▶ [TEXT PASSAGE]:
## Begin

These zucchini muffins are seriously the best ever! They are fluffy and moist, perfectly sweet, flavor packed and super easy to make.

These zucchini muffins are simply gorgeous. They are moist and delicious and everything you want a muffin to be.
They are also packed with zucchini! So you get some green veggies with your baked goods: score!
Not that you can taste the zucchini. It adds loads of delicious moisture and you can see some pretty little green bits in your muffins, but you really can’t taste it. It’s just a super tasty muffin.
We’ve been baking up a storm with the zucchini lately, check out our chocolate zucchini cake, zucchini brownies and zucchini bread!
And for some savory treats, check out our zucchini soup and our zucchini fritters too.

How To Make Zucchini Muffins
Full instructions and measurements can always be found in the recipe card at the bottom of the post. This is a summary of the process to go along with the process photos.
- Sift all purpose flour into a mixing bowl and add white and brown sugar, baking soda, baking powder, cinnamon, nutmeg and salt and mix together.
- Add shredded zucchini, buttermilk, eggs, oil and vanilla extract. Mix into a thick batter. If you have any trouble getting the batter to come together, then leave it for a minute, the zucchini will release more moisture into the batter and it will come together easily.
- Add chopped walnuts and fold in.

- Spray a muffin tray with non-stick spray and divide the batter evenly between the muffin partitions.
- Top with some more chopped walnuts.

## End

▶ [DATA SHOWN]:
## Begin

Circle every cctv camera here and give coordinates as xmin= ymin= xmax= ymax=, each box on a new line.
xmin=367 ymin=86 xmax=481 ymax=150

## End

▶ [REQUESTS]:
1. Please extract the zucchini muffin recipe from "And for some" up to and including "the process photos.".
2. Name every other zucchini dish that the zucchini muffin recipe suggests readers check out.
The listing comes from a separate source.

▶ [FULL SOLUTIONS]:
1.
And for some savory treats, check out our zucchini soup and our zucchini fritters too.

How To Make Zucchini Muffins
Full instructions and measurements can always be found in the recipe card at the bottom of the post. This is a summary of the process to go along with the process photos.

2.
- Chocolate zucchini cake
- Zucchini brownies
- Zucchini bread
- Zucchini soup
- Zucchini fritters